Goal :: From the news report on Cross River State's oil derivation, output the passage that opens with the words "The Cross River" and ends after "Allocation Committee (FAAC).", word for word.

Text shown ::
'''
The Cross River State Government has lamented its exclusion from the 13 per cent oil derivation given to oil-producing states in the country following the loss of her oil wells after the Bakassi Peninsula was ceded to Cameroon.

As of now, only nine states in Nigeria – Delta, Akwa-Ibom, Bayelsa, Rivers, Edo, Ondo, Imo, Abia and Lagos get the agreed derivation from the monthly Federation Account Allocation Committee (FAAC).

Governor of Cross River State, Mr Ben Ayade, said the state has been like a weeping child in the Niger Delta Development Commission (NDDC) since the Bakassi issue.

Speaking when taking the Former Minister of Aviation, Mr Femi Fani-Kayode, on a tour of some major projects of his administration in the state, the Governor reproached the federal government for what he said was “a gross act of insensitivity towards the state.”

“The former minister, even though not a Cross Riverian, has a deep knowledge of the pains and the sufferings of the people of Cross River State.
'''
(Rows from a dataset)
'''
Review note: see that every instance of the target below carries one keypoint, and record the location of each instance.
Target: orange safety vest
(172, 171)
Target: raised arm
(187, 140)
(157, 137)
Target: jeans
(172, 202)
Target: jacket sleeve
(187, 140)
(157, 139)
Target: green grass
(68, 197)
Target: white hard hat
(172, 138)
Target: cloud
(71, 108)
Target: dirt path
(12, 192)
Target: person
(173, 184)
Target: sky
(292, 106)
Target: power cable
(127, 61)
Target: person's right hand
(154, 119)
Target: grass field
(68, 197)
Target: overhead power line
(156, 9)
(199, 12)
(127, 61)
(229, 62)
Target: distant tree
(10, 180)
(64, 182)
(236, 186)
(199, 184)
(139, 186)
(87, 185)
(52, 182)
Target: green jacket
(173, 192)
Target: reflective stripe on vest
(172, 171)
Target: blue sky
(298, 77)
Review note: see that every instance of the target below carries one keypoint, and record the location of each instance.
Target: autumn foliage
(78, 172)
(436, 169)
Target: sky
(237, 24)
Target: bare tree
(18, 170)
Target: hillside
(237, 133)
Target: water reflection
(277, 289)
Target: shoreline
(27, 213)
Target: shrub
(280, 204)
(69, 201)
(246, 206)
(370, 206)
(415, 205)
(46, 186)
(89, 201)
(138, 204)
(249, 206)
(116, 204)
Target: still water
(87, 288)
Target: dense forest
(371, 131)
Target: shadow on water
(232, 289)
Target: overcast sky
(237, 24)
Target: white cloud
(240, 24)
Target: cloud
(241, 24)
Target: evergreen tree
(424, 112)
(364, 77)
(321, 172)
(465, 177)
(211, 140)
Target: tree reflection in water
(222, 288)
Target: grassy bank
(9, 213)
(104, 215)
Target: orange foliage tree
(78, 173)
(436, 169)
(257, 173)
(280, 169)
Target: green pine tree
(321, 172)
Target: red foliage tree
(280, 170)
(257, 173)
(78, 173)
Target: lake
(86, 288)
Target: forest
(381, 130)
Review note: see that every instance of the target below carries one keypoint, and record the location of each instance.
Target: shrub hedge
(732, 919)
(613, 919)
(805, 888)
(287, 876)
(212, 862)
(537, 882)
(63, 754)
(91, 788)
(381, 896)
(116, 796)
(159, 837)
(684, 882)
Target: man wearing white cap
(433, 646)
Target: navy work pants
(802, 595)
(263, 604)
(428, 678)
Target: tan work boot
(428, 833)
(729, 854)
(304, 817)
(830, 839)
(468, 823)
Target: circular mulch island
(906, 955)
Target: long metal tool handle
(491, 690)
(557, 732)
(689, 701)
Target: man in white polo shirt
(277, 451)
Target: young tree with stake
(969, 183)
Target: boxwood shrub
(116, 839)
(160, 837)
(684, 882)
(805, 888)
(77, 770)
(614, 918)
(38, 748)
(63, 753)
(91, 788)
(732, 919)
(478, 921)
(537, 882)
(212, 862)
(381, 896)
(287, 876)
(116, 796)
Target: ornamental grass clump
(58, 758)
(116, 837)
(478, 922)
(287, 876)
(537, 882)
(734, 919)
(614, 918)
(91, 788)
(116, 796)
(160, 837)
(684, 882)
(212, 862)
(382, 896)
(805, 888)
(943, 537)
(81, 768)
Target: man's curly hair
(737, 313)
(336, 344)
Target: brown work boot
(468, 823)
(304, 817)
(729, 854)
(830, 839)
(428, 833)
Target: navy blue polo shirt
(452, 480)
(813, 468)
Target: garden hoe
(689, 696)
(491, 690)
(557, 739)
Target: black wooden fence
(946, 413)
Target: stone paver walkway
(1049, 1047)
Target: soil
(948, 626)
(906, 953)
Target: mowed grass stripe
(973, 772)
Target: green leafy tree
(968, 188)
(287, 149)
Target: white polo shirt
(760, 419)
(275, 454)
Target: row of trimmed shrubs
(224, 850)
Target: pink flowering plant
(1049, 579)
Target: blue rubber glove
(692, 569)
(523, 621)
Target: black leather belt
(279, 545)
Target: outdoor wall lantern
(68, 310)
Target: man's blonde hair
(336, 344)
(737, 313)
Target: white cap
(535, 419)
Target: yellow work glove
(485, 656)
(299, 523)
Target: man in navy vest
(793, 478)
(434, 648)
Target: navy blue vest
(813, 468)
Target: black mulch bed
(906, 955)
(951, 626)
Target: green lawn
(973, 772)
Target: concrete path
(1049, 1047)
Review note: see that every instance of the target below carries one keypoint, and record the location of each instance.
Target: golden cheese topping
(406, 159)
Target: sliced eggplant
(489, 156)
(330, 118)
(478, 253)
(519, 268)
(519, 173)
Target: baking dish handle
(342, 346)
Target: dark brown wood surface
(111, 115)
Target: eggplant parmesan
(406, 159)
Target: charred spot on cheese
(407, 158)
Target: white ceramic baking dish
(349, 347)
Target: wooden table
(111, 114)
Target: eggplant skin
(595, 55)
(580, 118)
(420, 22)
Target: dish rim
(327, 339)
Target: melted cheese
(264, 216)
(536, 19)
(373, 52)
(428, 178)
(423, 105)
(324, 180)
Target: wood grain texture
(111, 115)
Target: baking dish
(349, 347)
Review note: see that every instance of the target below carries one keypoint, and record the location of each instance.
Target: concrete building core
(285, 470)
'''
'''
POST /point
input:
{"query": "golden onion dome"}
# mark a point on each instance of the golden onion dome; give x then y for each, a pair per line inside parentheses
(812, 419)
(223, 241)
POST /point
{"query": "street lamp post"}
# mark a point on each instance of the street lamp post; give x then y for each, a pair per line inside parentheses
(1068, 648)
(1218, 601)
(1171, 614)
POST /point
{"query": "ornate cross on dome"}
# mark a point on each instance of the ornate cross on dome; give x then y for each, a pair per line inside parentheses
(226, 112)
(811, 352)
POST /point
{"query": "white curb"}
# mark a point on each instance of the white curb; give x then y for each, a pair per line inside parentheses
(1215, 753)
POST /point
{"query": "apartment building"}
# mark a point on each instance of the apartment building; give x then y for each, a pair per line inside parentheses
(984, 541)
'''
'''
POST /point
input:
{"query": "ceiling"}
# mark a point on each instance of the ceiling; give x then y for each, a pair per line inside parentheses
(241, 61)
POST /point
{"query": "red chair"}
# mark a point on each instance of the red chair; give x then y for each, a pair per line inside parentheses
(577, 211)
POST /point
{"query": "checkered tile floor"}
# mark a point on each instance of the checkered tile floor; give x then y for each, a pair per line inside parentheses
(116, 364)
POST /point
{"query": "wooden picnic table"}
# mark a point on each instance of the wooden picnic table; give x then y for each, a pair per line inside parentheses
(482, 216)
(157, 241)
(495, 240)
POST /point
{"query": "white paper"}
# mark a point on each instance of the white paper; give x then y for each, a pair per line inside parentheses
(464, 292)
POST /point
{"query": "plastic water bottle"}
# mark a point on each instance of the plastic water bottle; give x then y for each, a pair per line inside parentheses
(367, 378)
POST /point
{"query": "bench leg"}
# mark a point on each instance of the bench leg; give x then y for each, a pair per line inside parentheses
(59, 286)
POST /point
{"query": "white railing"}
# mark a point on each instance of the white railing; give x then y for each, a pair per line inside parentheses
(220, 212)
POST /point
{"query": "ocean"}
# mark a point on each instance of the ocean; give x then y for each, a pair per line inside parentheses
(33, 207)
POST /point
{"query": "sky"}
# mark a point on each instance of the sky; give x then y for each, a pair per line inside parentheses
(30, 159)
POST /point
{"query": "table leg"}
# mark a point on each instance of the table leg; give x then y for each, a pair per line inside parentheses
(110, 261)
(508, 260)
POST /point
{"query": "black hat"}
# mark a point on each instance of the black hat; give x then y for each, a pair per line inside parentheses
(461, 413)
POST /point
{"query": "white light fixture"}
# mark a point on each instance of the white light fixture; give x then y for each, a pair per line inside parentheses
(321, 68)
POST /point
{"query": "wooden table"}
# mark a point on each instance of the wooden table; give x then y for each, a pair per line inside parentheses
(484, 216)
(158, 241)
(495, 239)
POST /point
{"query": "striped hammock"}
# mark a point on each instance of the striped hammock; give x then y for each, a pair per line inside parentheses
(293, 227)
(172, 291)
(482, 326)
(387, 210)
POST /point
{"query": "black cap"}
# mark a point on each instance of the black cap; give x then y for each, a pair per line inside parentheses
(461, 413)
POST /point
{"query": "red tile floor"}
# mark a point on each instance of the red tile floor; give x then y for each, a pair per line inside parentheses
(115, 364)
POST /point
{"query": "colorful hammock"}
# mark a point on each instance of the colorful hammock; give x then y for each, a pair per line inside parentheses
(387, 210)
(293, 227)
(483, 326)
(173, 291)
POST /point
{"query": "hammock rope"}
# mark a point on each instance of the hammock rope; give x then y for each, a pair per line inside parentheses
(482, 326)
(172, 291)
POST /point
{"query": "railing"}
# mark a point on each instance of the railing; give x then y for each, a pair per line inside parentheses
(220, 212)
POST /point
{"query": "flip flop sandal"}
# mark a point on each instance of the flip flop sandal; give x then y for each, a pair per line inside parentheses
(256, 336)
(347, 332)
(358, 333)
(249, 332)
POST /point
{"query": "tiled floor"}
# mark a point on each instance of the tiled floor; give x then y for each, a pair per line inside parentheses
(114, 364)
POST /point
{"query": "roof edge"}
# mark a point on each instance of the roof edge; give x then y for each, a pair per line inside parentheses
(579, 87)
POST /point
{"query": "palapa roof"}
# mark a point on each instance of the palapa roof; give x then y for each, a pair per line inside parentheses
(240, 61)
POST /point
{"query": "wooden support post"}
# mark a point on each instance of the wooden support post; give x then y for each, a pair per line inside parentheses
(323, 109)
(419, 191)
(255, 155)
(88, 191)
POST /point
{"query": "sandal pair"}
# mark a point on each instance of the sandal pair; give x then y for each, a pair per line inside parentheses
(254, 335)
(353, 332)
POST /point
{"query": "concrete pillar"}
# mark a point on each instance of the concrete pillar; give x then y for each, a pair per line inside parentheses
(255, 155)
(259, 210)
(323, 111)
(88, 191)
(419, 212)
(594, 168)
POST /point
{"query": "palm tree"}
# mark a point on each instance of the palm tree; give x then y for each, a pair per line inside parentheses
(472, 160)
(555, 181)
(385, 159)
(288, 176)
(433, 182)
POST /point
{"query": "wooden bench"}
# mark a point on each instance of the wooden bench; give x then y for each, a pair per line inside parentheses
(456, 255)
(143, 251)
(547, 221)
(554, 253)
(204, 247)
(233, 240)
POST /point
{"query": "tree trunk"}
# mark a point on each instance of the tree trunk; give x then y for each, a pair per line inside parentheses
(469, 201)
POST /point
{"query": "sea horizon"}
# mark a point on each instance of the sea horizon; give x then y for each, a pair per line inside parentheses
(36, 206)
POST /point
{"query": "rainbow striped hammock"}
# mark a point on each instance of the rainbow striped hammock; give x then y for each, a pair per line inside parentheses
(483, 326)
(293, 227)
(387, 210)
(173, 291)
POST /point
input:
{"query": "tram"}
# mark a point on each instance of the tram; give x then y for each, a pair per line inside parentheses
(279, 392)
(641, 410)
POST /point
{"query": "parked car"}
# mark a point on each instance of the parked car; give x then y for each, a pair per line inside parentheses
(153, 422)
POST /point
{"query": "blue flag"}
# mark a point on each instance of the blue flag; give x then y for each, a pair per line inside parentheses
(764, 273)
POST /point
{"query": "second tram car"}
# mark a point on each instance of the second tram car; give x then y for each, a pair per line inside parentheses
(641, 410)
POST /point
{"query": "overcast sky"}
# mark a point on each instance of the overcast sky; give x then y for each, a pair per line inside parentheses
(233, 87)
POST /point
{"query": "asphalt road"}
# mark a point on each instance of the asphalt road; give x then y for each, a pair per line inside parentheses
'''
Written answer ::
The Cross River State Government has lamented its exclusion from the 13 per cent oil derivation given to oil-producing states in the country following the loss of her oil wells after the Bakassi Peninsula was ceded to Cameroon.

As of now, only nine states in Nigeria – Delta, Akwa-Ibom, Bayelsa, Rivers, Edo, Ondo, Imo, Abia and Lagos get the agreed derivation from the monthly Federation Account Allocation Committee (FAAC).